Text provided below:

Table 5 Results of method precision (MP) data

Table 6 Results of intermediate precision (IP) data

Accuracy

The study was performed to find the recovery of the impurities spiking it with Montelukast Sodium from LOQ, 50, 100, 150 and 200% of target concentration and it has provided satisfactory results. The percentage of recovery for each impurity was calculated, and it was found to be around 90.0 to 110.0% and the % RSD for each impurity at each level ranged from 0.2 to 4.1% and the corresponding results are tabulated in Table 7.

Table 7 Accuracy study of known impurities

Limit of Detection and Quantification (LOD and LOQ)

The linearity study was used to determine the limit of detection (LOD) and limit of quantification (LOQ) for the impurities using the signal-to-noise ratio concept. Further, the precision studies performed at the LOQ level were found to provide good results and the % RSD calculated for each impurity was found to be less than 3%. The obtained values for the LOD, LOQ, and LOQ precision are tabulated in Table 8.

End of Text provided.
Data extract below:

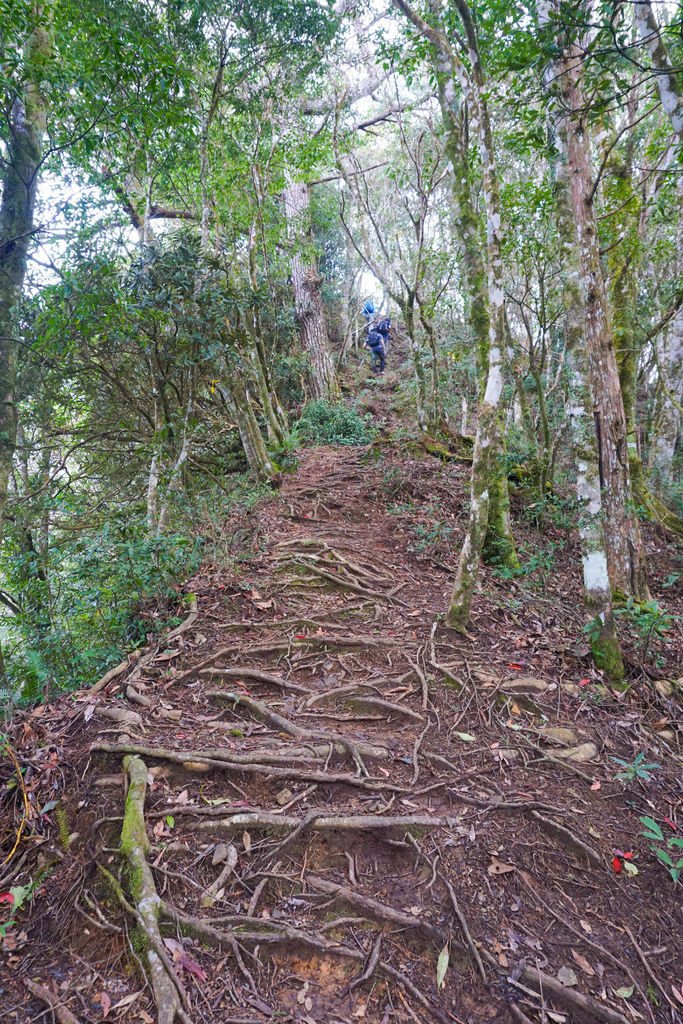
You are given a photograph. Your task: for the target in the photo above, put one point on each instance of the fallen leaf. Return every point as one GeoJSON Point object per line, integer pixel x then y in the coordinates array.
{"type": "Point", "coordinates": [219, 854]}
{"type": "Point", "coordinates": [585, 752]}
{"type": "Point", "coordinates": [567, 977]}
{"type": "Point", "coordinates": [127, 999]}
{"type": "Point", "coordinates": [193, 968]}
{"type": "Point", "coordinates": [498, 866]}
{"type": "Point", "coordinates": [583, 964]}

End of Data extract.

Exercise instructions
Copy the passage on Montelukast Sodium impurity testing word for word, from "Table 5 Results" up to and including "in Table 7.". The items are separate material and have no connection to the passage on Montelukast Sodium impurity testing.

Task answer
Table 5 Results of method precision (MP) data

Table 6 Results of intermediate precision (IP) data

Accuracy

The study was performed to find the recovery of the impurities spiking it with Montelukast Sodium from LOQ, 50, 100, 150 and 200% of target concentration and it has provided satisfactory results. The percentage of recovery for each impurity was calculated, and it was found to be around 90.0 to 110.0% and the % RSD for each impurity at each level ranged from 0.2 to 4.1% and the corresponding results are tabulated in Table 7.